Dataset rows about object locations
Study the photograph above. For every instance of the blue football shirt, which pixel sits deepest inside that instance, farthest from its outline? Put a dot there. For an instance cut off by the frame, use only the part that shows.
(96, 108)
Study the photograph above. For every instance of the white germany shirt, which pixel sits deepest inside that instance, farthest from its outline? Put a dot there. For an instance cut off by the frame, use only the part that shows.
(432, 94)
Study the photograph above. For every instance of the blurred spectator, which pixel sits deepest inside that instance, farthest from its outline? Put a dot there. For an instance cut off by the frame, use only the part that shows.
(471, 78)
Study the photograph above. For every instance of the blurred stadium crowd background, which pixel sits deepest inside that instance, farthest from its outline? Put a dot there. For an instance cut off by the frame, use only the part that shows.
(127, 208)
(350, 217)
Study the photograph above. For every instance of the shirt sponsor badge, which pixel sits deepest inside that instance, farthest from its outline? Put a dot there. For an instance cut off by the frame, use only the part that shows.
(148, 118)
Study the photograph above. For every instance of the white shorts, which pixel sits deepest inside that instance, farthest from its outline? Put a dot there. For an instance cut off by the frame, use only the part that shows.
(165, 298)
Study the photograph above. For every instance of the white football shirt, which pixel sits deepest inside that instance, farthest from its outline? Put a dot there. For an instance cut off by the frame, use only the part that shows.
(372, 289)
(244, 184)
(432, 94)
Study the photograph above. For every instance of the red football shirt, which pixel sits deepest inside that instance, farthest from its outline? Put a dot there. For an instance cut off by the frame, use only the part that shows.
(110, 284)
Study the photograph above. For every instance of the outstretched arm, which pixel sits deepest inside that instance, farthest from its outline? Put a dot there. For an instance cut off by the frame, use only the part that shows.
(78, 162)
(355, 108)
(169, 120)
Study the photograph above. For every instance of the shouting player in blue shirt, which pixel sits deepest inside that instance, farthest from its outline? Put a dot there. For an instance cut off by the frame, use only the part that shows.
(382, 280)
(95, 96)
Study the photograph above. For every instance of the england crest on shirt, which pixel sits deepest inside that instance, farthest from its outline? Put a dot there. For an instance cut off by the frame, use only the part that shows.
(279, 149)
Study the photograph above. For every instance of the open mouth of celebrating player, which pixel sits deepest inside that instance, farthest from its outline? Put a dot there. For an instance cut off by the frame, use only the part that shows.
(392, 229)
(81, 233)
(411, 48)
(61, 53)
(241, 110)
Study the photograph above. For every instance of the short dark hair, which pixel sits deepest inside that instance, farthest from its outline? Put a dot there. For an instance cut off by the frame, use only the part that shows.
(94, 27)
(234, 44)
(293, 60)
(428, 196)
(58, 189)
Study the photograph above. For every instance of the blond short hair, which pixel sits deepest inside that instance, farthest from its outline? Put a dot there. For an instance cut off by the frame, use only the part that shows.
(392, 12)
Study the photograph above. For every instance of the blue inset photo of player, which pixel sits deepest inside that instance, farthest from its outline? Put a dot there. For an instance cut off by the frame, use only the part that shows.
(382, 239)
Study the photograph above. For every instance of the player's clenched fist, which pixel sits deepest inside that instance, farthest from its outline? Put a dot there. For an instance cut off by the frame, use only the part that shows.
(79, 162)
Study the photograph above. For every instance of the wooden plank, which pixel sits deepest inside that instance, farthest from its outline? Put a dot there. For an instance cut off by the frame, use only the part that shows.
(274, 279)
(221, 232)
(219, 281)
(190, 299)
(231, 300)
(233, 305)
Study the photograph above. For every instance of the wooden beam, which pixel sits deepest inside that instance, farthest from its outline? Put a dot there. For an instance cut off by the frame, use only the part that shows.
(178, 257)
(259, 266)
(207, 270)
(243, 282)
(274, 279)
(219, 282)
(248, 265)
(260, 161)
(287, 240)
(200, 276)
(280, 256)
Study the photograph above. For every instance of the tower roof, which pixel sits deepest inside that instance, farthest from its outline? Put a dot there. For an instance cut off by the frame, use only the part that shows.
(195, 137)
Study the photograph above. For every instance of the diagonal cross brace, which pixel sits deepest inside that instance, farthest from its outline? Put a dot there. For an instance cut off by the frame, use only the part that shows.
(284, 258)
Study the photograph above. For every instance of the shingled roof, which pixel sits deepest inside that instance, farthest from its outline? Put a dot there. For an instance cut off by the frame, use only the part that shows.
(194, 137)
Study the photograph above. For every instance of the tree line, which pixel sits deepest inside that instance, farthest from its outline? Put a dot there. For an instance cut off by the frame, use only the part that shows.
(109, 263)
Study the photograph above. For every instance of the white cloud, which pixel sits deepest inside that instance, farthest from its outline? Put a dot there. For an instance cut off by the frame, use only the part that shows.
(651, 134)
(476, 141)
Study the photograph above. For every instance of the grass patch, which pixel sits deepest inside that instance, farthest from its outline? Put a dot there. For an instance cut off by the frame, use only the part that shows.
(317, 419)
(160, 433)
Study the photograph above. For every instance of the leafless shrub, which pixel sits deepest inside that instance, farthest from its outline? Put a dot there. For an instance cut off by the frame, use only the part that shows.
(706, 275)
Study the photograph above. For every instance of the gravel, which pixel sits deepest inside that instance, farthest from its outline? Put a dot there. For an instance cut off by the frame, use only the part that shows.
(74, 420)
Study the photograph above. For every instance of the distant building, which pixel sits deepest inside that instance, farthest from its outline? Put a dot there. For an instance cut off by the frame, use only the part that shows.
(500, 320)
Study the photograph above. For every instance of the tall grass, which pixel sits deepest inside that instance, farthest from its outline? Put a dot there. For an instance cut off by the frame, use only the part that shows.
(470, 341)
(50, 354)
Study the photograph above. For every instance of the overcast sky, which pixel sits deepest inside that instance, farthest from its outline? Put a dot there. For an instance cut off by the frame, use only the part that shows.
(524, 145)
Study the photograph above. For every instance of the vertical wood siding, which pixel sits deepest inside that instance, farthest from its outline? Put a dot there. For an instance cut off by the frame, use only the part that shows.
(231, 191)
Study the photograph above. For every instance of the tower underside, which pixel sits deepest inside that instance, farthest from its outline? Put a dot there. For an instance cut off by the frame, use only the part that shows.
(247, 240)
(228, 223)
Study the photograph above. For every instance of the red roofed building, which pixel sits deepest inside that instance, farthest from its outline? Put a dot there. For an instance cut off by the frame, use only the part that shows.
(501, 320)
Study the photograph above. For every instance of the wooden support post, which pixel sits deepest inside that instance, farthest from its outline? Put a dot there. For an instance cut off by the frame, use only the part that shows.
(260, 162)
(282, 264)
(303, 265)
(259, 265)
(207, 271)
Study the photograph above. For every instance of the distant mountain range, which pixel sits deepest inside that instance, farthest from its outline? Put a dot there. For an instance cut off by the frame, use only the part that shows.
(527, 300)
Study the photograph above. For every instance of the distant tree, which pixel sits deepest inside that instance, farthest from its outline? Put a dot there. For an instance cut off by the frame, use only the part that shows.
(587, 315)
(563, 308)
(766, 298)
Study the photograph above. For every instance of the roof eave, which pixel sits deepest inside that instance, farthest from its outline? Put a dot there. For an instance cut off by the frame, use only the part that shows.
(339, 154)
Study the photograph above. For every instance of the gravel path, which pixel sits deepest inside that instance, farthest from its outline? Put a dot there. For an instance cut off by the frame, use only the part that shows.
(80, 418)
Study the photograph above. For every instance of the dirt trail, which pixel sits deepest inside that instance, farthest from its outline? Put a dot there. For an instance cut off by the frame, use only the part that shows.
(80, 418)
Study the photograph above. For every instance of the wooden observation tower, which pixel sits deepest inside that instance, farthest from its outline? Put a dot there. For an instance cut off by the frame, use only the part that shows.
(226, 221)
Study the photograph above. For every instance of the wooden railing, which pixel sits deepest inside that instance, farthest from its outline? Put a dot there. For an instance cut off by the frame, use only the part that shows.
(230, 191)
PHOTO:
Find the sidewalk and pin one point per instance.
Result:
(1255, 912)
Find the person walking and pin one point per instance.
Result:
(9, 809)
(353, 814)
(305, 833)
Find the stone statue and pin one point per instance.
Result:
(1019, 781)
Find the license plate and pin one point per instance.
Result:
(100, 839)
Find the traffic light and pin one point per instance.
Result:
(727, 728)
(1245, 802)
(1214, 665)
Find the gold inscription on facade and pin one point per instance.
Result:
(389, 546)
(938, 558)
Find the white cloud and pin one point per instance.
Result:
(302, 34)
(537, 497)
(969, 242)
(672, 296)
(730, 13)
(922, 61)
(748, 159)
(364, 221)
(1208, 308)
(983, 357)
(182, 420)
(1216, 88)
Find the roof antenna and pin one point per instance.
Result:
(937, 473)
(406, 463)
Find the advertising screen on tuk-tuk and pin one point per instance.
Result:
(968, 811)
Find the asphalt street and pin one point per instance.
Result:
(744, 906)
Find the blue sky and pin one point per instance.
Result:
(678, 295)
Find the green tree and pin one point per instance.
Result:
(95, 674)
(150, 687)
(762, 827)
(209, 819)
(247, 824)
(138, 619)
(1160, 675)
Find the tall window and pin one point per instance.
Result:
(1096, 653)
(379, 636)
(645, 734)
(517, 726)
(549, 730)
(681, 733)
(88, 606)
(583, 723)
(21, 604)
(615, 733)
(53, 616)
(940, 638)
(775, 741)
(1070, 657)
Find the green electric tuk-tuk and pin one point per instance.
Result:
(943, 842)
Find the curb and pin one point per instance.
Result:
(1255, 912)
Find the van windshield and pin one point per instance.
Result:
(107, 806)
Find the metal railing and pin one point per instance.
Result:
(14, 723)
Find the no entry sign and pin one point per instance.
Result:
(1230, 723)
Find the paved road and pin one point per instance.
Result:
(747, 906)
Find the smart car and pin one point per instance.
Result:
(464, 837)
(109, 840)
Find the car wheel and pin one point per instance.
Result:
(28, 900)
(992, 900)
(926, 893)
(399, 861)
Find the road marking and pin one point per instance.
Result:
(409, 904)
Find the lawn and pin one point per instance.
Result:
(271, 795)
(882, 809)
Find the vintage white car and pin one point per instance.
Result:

• WHAT THE TASK REQUIRES:
Extract the rows above verbatim, starting at the line containing "Find the stone" and ending at the line containing "(1160, 675)", with both of those lines included.

• FULL SOLUTION:
Find the stone statue and pin one point per instance.
Result:
(1019, 781)
Find the license plate and pin one point per instance.
Result:
(100, 839)
Find the traffic light and pin one point per instance.
Result:
(727, 728)
(1245, 802)
(1214, 665)
Find the gold inscription on facade and pin one point per instance.
Result:
(389, 546)
(938, 558)
Find the white cloud and pin one point per instance.
Result:
(302, 34)
(537, 497)
(969, 242)
(672, 296)
(730, 13)
(922, 61)
(748, 159)
(364, 221)
(1208, 308)
(983, 357)
(182, 420)
(1216, 88)
Find the roof antenna and pin one point per instance.
Result:
(937, 473)
(406, 463)
Find the advertising screen on tuk-tuk and pin one point per instance.
Result:
(968, 811)
Find the asphalt street and pin one point per instance.
Result:
(744, 906)
Find the blue sky and pin one point per instance.
Result:
(678, 295)
Find the green tree and pin one point per instance.
Result:
(95, 674)
(150, 687)
(762, 827)
(209, 819)
(247, 824)
(138, 619)
(1160, 675)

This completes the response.